→ Testo del documento:
Il sistema prostituente (si omette sempre di indicare la presenza nel mercato del sesso di prosseneti, trafficanti e clienti) è una struttura patriarcale, capitalista, colonialista, razzista, violenta.
Patriarcale, in quanto la sessualità che si
esprime nella prostituzione prescinde dal desiderio femminile ed è
fallocentrica, incentrata esclusivamente sull’appagamento delle pulsioni
maschili. Scrive Ferdinanda Vigliani in Lessico della differenza, alla
voce Prostituzione: " Come
nella cultura patriarcale il soggetto Uomo svincolato e assoluto sta al centro
della filosofia, così il soggetto fallo dell’uomo sta al centro della
sessualità [della prostituta]. La somiglianza non può non balzare all’occhio".
Non solo.
La prostituzione sancisce la legittimazione e
il riconoscimento pubblico del diritto di tutti gli uomini di disporre
liberamente del corpo delle donne. Osserva a questo proposito la femminista
marxista Carole Pateman:
“Nella
prostituzione, gli io delle donne sono coinvolti in modo diverso rispetto al
coinvolgimento dell’io in altre occupazioni. La connessione necessaria tra
sessualità e senso di sé significa che, per proteggersi, una prostituta deve
distanziare se stessa dal proprio uso sessuale. [...] Quando i corpi delle
donne vengono messi in vendita come merci sul mercato capitalistico, i termini
del contratto originario non possono essere dimenticati; la legge del diritto
sessuale maschile viene affermata pubblicamente e gli uomini vengono
pubblicamente riconosciuti come padroni sessuali delle donne. Ecco cosa c’è che
non va nella prostituzione".

→ Obiettivo 1:
Nel testo sul sistema prostituente, quale opera di Ferdinanda Vigliani viene citata?
Il testo e le righe non hanno alcun legame tra loro.

→ Dati dell'esercizio:
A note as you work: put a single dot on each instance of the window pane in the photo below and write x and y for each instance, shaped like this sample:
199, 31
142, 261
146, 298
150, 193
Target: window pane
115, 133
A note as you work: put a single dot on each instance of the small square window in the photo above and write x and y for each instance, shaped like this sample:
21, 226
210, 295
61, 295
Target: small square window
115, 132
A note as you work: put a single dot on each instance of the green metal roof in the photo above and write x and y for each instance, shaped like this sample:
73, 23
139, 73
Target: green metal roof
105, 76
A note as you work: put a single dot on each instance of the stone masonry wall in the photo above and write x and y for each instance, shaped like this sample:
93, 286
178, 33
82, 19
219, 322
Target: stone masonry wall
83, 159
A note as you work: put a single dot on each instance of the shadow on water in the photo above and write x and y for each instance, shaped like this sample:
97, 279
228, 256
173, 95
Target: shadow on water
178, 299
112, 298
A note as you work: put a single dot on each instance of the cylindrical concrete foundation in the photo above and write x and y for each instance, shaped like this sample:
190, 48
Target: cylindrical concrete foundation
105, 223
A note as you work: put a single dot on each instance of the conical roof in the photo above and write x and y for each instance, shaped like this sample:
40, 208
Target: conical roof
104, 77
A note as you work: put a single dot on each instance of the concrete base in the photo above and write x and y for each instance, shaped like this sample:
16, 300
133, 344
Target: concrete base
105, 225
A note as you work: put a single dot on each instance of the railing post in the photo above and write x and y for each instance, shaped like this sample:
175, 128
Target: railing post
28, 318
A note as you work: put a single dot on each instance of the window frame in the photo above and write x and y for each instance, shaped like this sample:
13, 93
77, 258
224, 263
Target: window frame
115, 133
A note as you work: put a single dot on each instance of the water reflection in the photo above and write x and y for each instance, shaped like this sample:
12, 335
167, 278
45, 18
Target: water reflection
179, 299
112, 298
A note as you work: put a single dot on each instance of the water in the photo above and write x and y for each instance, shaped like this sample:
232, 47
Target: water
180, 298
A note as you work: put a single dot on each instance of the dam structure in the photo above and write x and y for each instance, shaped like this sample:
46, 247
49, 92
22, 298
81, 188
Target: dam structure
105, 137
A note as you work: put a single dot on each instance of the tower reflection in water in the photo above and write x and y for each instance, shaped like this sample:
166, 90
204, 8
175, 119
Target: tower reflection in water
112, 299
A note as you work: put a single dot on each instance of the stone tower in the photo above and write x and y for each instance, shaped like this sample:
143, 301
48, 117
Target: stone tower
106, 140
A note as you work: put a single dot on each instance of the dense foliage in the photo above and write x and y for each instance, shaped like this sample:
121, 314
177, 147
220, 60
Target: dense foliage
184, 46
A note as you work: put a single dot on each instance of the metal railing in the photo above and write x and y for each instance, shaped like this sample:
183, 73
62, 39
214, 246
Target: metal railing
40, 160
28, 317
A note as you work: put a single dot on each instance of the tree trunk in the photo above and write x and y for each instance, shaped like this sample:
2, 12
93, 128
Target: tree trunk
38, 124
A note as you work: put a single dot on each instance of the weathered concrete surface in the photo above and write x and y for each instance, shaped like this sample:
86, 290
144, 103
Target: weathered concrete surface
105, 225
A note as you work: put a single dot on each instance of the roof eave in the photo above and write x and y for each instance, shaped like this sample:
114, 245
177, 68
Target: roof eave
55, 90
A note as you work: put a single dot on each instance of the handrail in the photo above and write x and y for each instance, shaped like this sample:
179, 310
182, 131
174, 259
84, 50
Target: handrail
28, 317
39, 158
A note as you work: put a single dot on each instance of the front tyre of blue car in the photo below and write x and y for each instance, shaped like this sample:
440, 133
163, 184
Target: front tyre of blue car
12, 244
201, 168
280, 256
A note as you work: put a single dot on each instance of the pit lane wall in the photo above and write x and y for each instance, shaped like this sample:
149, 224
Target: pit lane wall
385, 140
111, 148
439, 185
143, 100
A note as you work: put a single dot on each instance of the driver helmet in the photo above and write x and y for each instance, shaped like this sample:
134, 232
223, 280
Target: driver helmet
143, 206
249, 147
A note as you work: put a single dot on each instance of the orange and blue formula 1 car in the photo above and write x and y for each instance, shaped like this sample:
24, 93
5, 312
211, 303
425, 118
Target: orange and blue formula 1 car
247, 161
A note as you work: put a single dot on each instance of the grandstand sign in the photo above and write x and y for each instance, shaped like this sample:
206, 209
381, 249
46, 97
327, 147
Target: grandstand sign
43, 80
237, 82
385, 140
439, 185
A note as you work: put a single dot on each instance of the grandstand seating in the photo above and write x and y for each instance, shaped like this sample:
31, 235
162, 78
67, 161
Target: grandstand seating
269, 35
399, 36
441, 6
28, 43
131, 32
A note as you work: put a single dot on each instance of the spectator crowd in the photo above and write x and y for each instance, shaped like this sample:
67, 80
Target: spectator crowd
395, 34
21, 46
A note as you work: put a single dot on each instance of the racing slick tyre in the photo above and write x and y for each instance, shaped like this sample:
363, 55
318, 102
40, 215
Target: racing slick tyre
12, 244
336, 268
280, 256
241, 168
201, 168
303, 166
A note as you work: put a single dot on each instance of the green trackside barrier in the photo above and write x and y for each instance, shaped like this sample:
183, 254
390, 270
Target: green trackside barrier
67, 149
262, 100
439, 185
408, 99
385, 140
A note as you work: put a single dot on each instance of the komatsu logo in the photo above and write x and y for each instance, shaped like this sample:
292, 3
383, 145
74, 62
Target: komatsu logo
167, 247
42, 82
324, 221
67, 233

→ Obiettivo 2:
Ripeti, tra le righe di dati, quelle che vanno dalla riga contenente "of the racing" fino all'ultima riga, estremi inclusi.

→ Risposta completa 1:
Lessico della differenza, alla voce Prostituzione.

→ Risposta completa 2:
A note as you work: put a single dot on each instance of the racing slick tyre in the photo above and write x and y for each instance, shaped like this sample:
363, 55
318, 102
40, 215
Target: racing slick tyre
12, 244
336, 268
280, 256
241, 168
201, 168
303, 166
A note as you work: put a single dot on each instance of the green trackside barrier in the photo above and write x and y for each instance, shaped like this sample:
183, 254
390, 270
Target: green trackside barrier
67, 149
262, 100
439, 185
408, 99
385, 140
A note as you work: put a single dot on each instance of the komatsu logo in the photo above and write x and y for each instance, shaped like this sample:
292, 3
383, 145
74, 62
Target: komatsu logo
167, 247
42, 82
324, 221
67, 233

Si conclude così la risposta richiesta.